* [GIVEN EXERCISE]:
Reproduce, word for word, the records below, starting at the line that contains "Annotation sprint — target object: cloudy" and ending after the line that contains "12,173,337,480". Include both of those lines.

* [GIVEN RECORDS]:
## START
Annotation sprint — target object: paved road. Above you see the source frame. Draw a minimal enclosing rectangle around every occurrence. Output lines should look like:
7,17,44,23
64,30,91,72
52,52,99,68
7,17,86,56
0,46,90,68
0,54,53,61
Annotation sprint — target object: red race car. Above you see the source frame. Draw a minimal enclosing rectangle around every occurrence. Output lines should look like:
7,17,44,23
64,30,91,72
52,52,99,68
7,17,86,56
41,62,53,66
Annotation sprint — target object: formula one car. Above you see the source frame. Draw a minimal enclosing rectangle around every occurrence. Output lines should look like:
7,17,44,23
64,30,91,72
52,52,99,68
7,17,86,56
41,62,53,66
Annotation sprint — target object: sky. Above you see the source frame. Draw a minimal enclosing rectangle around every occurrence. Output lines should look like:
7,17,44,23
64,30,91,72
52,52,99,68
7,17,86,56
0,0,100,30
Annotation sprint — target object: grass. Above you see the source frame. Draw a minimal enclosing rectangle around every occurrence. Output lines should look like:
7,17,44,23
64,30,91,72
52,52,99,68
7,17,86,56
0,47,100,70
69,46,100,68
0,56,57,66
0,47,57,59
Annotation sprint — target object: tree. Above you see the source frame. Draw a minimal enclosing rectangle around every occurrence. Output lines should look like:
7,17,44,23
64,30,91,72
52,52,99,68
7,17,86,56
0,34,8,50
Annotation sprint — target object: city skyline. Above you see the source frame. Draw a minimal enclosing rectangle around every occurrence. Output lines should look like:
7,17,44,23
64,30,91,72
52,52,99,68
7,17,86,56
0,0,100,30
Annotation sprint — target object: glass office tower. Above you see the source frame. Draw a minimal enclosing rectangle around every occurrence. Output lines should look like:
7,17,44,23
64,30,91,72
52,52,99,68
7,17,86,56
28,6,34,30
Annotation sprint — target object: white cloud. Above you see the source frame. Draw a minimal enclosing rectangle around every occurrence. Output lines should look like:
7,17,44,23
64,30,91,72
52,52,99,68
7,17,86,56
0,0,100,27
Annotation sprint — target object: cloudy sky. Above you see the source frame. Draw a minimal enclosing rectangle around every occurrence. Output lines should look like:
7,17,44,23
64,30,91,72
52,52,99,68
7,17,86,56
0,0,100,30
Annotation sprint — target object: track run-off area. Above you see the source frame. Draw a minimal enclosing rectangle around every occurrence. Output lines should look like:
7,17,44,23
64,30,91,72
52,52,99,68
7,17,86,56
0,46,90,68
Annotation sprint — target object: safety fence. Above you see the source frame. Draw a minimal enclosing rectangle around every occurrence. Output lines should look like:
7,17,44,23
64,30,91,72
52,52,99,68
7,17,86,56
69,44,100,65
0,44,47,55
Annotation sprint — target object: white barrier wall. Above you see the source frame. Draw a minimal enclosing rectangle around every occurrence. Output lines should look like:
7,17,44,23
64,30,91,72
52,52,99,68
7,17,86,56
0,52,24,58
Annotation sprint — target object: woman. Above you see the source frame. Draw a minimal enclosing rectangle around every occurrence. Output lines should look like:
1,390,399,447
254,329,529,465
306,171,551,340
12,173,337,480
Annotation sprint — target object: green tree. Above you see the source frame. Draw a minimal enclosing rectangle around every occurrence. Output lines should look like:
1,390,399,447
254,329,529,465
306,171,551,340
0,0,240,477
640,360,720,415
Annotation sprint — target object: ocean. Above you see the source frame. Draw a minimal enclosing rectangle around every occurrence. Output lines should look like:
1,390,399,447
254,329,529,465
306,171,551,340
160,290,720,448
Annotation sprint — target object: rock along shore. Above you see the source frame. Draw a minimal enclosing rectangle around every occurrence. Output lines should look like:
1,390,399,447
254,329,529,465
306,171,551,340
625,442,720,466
## END
* [FULL SOLUTION]:
Annotation sprint — target object: cloudy sky. Above you see the source frame. Draw a minimal enclosing rectangle around every occurrence. Output lines should look like:
7,17,44,23
64,30,91,72
52,52,99,68
7,17,86,56
0,0,100,30
Annotation sprint — target object: track run-off area. Above you see the source frame. Draw a minimal enclosing rectangle around every occurrence. Output lines should look like:
7,17,44,23
64,30,91,72
52,52,99,68
7,17,86,56
0,46,90,68
Annotation sprint — target object: safety fence. Above you see the source frame. Draw a minimal enclosing rectangle around every occurrence. Output lines should look like:
7,17,44,23
64,30,91,72
52,52,99,68
7,17,86,56
69,44,100,65
0,44,47,55
Annotation sprint — target object: white barrier wall. Above you see the source frame. Draw a minimal enclosing rectangle around every occurrence. Output lines should look like:
7,17,44,23
64,30,91,72
52,52,99,68
7,17,86,56
0,52,24,58
Annotation sprint — target object: woman. Above you see the source frame. Draw a minimal enclosing rectangle around every occurrence. Output lines should look like:
1,390,399,447
254,329,529,465
306,171,551,340
12,173,337,480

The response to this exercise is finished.